§ **Action item**
How many open jobs does the text on the nation's workforce crisis say need to be filled today?

§ **Text shown**
§ §
Solving the Nation’s Workforce Crisis is the Chamber’s No. 1 Priority

After 100 days of meetings and discussions with CEOs, small businesses, state and local chambers, members of Congress, cabinet secretaries, and heads of state, U.S. Chamber President and CEO Suzanne Clark penned an op-ed on what is needed to continue to grow the economy coming out of the pandemic.

Here are two of Clark’s leading thoughts, and you can read the full op-ed in Barron’s.

  1. Big government is often bound by small thinking. A number of the economic proposals coming out of Washington today may aspire to do everything all at once. But when you assume the government can and must do or direct everything, you limit what can actually be accomplished through innovation, enterprise, and human ingenuity—led by American businesses and people.
  2. Solving the worker shortage crisis must be job No. 1. A lack of available workers is holding back business growth, threatening our recovery and competitiveness. We need to fill 9.3 million open jobs today and prepare workers for the jobs of tomorrow. Here’s how:
  • Remove barriers standing in the way of people returning to work
  • Expand employer-led solutions, such as apprenticeships and on-the-job training
  • Welcome global talent through legal, employment-based immigration and double the number of worker visas to bring a needed infusion of workers into our economy.
§ §
§ **Dataset entries**
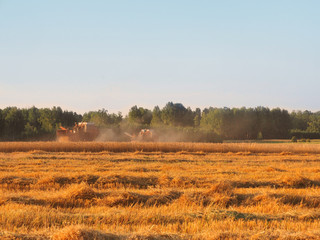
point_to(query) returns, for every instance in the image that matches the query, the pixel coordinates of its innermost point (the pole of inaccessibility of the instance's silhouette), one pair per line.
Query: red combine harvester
(145, 135)
(83, 131)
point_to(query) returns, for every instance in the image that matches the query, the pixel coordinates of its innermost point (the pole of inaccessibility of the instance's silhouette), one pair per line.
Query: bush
(294, 139)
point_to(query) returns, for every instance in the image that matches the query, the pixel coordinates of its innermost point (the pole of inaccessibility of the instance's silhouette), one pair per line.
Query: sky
(88, 55)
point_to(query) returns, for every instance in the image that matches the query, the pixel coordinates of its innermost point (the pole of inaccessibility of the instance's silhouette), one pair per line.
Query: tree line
(173, 122)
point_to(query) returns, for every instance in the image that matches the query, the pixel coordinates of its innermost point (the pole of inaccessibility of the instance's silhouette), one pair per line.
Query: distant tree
(156, 117)
(175, 114)
(140, 115)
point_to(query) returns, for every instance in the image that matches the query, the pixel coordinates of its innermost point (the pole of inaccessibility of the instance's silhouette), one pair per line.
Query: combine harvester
(145, 135)
(83, 131)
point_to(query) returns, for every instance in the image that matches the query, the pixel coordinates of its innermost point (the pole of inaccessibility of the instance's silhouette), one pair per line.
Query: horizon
(114, 55)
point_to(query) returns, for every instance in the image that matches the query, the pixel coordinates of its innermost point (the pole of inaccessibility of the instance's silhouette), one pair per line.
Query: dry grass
(159, 195)
(181, 148)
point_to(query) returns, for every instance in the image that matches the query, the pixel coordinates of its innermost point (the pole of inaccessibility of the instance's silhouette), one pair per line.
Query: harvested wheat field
(187, 194)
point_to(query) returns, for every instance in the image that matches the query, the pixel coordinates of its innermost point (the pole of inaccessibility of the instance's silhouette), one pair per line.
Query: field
(159, 191)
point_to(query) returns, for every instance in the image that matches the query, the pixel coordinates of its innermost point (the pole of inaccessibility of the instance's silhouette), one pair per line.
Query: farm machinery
(83, 131)
(145, 135)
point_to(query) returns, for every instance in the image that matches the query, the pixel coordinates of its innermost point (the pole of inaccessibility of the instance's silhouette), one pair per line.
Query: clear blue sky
(88, 55)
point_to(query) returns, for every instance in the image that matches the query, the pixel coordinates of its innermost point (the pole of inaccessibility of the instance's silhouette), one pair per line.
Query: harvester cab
(83, 131)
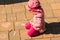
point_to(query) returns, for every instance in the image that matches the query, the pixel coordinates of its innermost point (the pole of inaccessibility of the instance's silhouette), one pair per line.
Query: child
(37, 25)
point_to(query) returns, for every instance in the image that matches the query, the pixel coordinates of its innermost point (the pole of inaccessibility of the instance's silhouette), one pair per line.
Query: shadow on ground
(4, 2)
(53, 28)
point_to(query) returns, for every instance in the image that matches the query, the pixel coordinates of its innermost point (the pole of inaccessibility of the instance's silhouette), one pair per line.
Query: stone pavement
(13, 14)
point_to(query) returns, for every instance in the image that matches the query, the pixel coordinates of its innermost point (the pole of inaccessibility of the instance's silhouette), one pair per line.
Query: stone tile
(6, 26)
(3, 35)
(55, 6)
(14, 35)
(50, 1)
(24, 35)
(19, 25)
(59, 19)
(57, 38)
(49, 13)
(56, 35)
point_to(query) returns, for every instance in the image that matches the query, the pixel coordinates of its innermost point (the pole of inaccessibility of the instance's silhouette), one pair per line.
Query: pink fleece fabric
(38, 19)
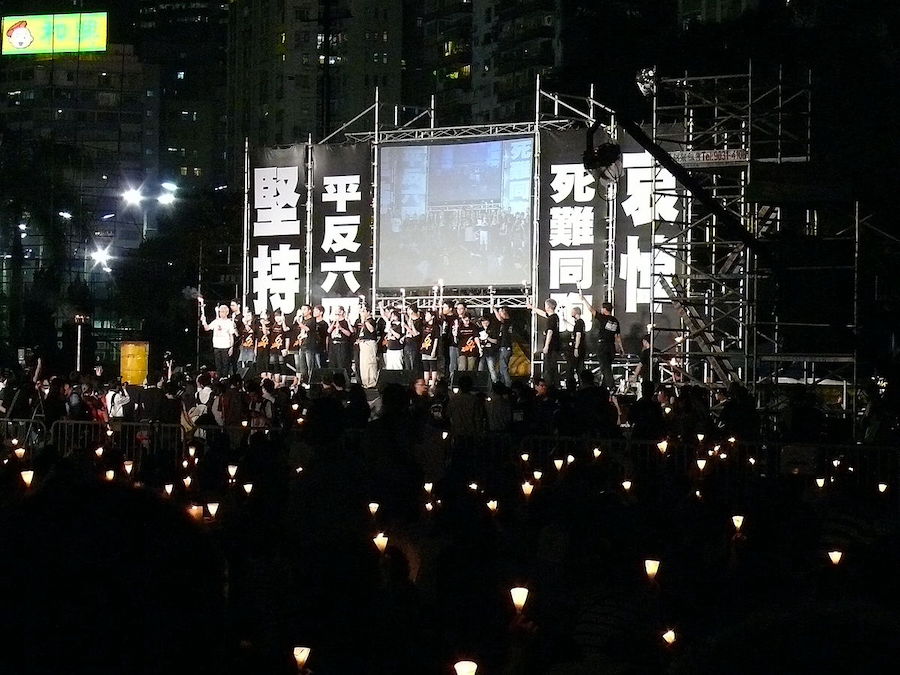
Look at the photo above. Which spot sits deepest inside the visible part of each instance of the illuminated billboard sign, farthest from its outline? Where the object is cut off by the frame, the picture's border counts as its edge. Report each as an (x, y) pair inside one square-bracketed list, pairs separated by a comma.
[(54, 33)]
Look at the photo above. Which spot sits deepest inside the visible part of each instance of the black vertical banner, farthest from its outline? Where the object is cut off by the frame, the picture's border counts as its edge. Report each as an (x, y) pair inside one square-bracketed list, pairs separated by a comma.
[(644, 192), (278, 198), (572, 226), (342, 226)]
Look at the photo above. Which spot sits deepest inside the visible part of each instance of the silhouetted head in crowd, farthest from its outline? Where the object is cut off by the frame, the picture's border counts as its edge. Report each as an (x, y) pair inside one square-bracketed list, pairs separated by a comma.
[(464, 383), (394, 400), (109, 580)]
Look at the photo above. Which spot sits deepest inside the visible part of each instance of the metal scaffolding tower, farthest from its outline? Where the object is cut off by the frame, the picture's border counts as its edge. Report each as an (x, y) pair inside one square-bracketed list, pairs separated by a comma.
[(719, 127)]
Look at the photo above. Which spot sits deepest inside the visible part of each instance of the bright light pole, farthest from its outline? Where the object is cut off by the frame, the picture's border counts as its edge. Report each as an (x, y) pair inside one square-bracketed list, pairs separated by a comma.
[(80, 321), (134, 197)]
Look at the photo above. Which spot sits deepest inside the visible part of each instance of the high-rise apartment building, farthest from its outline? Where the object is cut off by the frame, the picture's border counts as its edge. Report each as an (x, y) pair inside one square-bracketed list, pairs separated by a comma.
§ §
§ **Written reply**
9.3 million